_Prompt 1_
For the k-means text, decide whether each statement below agrees with it, answering yes or no and quoting the deciding words: (a) the number of clusters is set to 20; (b) Scalable KMeans++ with l=2k has a lower clustering cost than KMeans++; (c) the reported wall time is 10.9 seconds.
_Prompt 2_
From the k-means text, list every initialization method whose clustering cost is printed, along with its cost.
_Prompt 3_
Extend the k-means text beyond its final sentence.

_Text excerpt_
= = = = =

CPU times: user 121 ms, sys: 17.9 ms, total: 139 ms
Wall time: 10.9 s


### 6.2 Real-World Data

In [37]:
f = open("spambase.data","r")
df = pd.read_table('spambase.data', sep=',', names=range(58))
df = np.array(df)

In [38]:
from kmeans_func import KMeans
from kmeanspp_func import KMeansPlusPlus
from scalablekmeanspp_func import ScalableKMeansPlusPlus

k = 20

# random
Rcentroids_initial = df[np.random.choice(range(df.shape[0]), k, replace=False),:]
Routput_k = KMeans_cy(df, k, Rcentroids_initial)

# KMeans++
Rcentroids_initial_kpp = KMeansPlusPlus_cy(df, k)
Routput_kpp = KMeans_cy(df, k, Rcentroids_initial_kpp)

Converge
Converge


In [39]:
# Scalable KMeans++ with l=2/k
Rcentroids_initial_spp = ScalableKMeansPlusPlus(df, k, k/2,weighted = True)
Routput_spp = KMeans_cy(df, k, Rcentroids_initial_spp)

# Scalable KMeans++ with l=2*k
Rcentroids_initial_spp2k = ScalableKMeansPlusPlus(df, k, k*2,weighted = True)
Routput_spp2k = KMeans_cy(df, k, Rcentroids_initial_spp2k)

Converge
Converge
Converge
Converge


In [40]:
print("Clustering Cost:")
print("Random:", clusterCost(df, Routput_k)) # Random 
print("KMeans++:",clusterCost(df, Routput_kpp)) # KMeans++
print("Scalable KMeans++(l=2/k):", clusterCost(df, Routput_spp)) # Scalable KMeans++
print("Scalable KMeans++(l=2k):", clusterCost(df, Routput_spp2k)) # Scalable KMeans++

Clustering Cost:
Random: 15293.8932604
KMeans++: 2344.39493059
Scalable KMeans++(l=2/k): 5766.82861831
Scalable KMeans++(l=2k): 8717.02948687


From the clustering cost above, we could see that the `KMeans++` and `Scalable KMeans++` works much better than random initial centroids.

= = = = =

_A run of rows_
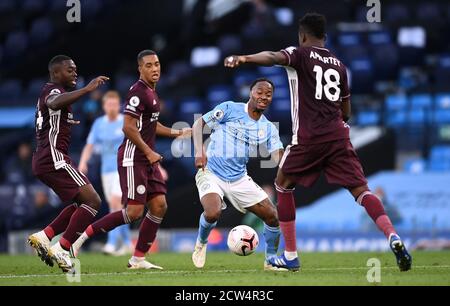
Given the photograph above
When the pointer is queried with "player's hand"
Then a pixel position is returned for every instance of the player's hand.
(200, 162)
(95, 83)
(186, 133)
(153, 157)
(83, 168)
(234, 61)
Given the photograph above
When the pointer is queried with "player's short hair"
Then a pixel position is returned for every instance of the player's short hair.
(58, 59)
(145, 53)
(314, 24)
(111, 94)
(262, 80)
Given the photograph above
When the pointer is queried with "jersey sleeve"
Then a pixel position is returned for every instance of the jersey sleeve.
(293, 56)
(53, 91)
(345, 91)
(135, 105)
(273, 142)
(93, 134)
(218, 115)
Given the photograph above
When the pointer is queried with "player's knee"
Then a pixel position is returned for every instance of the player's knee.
(271, 218)
(135, 212)
(212, 216)
(95, 202)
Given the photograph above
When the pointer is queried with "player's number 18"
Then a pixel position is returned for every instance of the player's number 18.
(329, 83)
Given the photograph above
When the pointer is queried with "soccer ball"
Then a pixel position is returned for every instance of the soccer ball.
(242, 240)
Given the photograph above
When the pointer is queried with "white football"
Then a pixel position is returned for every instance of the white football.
(242, 240)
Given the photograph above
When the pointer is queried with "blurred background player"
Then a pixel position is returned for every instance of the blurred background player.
(106, 135)
(141, 180)
(53, 166)
(320, 109)
(238, 131)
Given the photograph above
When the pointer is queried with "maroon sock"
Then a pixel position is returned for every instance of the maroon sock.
(108, 222)
(147, 234)
(60, 223)
(376, 211)
(81, 218)
(286, 215)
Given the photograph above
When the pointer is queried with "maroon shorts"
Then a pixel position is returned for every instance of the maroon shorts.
(65, 182)
(141, 183)
(337, 159)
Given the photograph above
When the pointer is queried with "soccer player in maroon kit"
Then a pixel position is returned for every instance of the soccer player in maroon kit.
(141, 180)
(320, 108)
(53, 166)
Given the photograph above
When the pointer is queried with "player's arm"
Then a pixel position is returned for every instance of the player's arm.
(265, 58)
(85, 157)
(199, 149)
(277, 155)
(346, 109)
(59, 101)
(162, 130)
(132, 133)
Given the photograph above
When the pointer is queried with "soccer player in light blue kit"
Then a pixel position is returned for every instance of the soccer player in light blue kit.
(106, 135)
(238, 130)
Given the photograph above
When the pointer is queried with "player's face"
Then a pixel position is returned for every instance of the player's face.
(150, 68)
(111, 107)
(261, 95)
(68, 74)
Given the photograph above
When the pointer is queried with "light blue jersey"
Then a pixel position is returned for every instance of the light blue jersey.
(106, 136)
(235, 137)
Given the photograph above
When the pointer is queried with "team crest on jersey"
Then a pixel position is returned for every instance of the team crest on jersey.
(218, 114)
(261, 133)
(134, 101)
(140, 189)
(54, 91)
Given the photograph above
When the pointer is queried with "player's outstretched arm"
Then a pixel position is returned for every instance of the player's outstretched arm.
(85, 157)
(346, 109)
(265, 58)
(277, 155)
(59, 101)
(132, 133)
(199, 150)
(164, 131)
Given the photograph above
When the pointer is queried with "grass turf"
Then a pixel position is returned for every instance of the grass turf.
(429, 268)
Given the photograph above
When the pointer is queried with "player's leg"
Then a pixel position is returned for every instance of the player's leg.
(284, 186)
(157, 207)
(211, 198)
(375, 209)
(212, 209)
(111, 243)
(267, 212)
(40, 241)
(131, 178)
(343, 167)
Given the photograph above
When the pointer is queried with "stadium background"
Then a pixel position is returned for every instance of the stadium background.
(400, 83)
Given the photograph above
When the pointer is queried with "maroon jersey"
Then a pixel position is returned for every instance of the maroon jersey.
(53, 130)
(318, 82)
(142, 104)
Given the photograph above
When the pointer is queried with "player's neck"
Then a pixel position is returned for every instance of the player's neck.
(149, 84)
(254, 113)
(314, 43)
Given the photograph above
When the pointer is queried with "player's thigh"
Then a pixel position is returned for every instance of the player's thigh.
(343, 166)
(210, 191)
(245, 193)
(65, 182)
(301, 164)
(266, 211)
(133, 184)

= = = = =

_Task output 1_
(a) Yes: "k = 20"
(b) No: "KMeans++: 2344.39493059" and "Scalable KMeans++(l=2k): 8717.02948687"
(c) Yes: "Wall time: 10.9 s"

_Task output 2_
Random: 15293.8932604
KMeans++: 2344.39493059
Scalable KMeans++(l=2/k): 5766.82861831
Scalable KMeans++(l=2k): 8717.02948687

_Task output 3_
In [41]:
%%time
k = 20
l = 10
a = KMeansPlusPlus(df, k)  # KMeans++ 
b = KMeans(df, k, a)

Converge! after: 23 iterations
CPU times: user 4.38 s, sys: 835 ms, total: 5.22 s
Wall time: 5.38 s


In [42]:
%%time
a = ScalableKMeansPlusPlus(df, k, l) # Scalable KMeans++
b = KMeans(df,k,a)

Converge! after: 55 iterations
CPU times: user 9.38 s, sys: 1.17 s, total: 10.5 s
Wall time: 10.7 s


In [43]:
%%time
a = ScalableKMeansPlusPlus_cy(df, k, l) # Scalable KMeans++ with cython 
b = KMeans_cy(df,k,a)

Converge
CPU times: user 16.2 s, sys: 1.58 s, total: 17.8 s
Wall time: 18 s


In [44]:
%%time
a = ScalableKMeansPlusPlus_p(df, k, l) # Scalable KMeans++ with parallel
b = KMeans_cy(df,k,a)

Converge
CPU times: user 24.1 s, sys: 2.52 s, total: 26.7 s
Wall time: 27.9 s


#### Spark

In [45]:
%%time
from pyspark.mllib.clustering import KMeans
pdf = sc.parallelize(df)
df_model = KMeans.train(pdf, k, maxIterations=1000, runs=10, initializationMode="kmeans||")

CPU times: user 121 ms, sys: 40.3 ms, total: 161 ms
Wall time: 5.87 s


## 7 Coclusions

From the implementation on the simulated data and the real-world dataset, the `k-means||` and `k-means++` find a better initial centroids than random in most cases, which leads to a better final clustering performance. Also, `k-means||` runs faster than `k-means++`, since it runs a fewer number of rounds and been speed up in the parallel implementation.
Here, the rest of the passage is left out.